● **Work instructions**:
List every line of the items below that contains the string "black", treating uppercase and lowercase letters as different.

● **Listing**:
┌──

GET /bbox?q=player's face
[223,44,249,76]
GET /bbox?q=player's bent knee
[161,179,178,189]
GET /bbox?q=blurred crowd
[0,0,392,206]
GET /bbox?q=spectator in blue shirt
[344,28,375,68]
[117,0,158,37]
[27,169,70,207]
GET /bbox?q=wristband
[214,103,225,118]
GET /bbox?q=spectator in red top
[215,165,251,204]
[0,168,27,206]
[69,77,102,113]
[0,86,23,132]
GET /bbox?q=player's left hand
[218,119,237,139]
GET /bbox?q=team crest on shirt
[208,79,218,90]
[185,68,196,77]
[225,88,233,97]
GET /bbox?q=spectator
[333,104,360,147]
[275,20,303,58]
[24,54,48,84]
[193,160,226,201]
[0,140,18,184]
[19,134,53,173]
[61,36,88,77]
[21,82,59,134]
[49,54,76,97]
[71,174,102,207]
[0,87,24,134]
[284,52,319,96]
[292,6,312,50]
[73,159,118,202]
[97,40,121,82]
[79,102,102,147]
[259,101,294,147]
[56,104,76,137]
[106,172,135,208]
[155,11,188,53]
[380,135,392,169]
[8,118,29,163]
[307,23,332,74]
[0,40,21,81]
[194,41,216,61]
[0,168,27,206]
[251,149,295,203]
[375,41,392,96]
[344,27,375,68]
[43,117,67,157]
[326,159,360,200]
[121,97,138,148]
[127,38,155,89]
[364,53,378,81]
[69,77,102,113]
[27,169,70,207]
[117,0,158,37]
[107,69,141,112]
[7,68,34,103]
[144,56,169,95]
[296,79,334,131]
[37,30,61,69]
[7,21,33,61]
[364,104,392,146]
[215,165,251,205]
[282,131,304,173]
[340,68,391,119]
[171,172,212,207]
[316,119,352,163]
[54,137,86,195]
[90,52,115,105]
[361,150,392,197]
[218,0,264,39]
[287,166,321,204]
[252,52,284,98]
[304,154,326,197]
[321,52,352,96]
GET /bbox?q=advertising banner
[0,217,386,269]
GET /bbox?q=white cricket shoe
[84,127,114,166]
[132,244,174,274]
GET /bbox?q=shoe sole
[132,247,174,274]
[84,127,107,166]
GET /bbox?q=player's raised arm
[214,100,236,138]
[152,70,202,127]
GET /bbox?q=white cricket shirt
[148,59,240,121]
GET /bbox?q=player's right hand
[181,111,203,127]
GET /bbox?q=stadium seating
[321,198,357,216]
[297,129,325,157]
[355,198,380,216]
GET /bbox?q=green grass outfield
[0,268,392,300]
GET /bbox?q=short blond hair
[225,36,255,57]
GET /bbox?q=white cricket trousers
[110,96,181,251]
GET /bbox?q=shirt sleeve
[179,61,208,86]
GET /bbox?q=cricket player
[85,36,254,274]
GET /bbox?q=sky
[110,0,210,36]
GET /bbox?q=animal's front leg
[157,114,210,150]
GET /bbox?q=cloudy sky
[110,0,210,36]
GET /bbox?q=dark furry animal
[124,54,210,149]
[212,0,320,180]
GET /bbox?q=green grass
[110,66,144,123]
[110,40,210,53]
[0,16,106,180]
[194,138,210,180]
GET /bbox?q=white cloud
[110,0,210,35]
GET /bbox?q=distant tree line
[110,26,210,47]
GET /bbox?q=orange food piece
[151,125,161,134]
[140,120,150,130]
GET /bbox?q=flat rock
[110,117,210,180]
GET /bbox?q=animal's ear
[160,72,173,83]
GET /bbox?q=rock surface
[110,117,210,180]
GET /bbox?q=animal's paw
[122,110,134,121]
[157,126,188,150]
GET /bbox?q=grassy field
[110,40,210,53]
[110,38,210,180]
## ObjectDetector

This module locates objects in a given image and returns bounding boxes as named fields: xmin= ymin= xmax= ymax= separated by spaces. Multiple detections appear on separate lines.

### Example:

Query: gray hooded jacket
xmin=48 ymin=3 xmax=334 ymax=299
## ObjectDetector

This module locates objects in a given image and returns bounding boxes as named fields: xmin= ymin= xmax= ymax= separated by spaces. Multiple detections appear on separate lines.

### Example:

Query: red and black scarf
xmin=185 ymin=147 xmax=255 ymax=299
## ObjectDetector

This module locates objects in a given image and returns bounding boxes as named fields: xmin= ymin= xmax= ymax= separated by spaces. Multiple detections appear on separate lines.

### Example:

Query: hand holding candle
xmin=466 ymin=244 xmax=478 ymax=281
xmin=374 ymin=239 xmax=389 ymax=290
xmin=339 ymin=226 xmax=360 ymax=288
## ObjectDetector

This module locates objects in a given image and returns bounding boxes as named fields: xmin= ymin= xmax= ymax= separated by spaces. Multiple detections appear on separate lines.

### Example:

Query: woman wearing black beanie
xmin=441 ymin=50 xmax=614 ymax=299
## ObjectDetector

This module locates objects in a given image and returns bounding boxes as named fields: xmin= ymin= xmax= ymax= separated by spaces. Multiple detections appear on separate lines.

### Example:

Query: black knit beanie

└──

● **In response**:
Query: red and black scarf
Query: woman wearing black beanie
Query: black knit beanie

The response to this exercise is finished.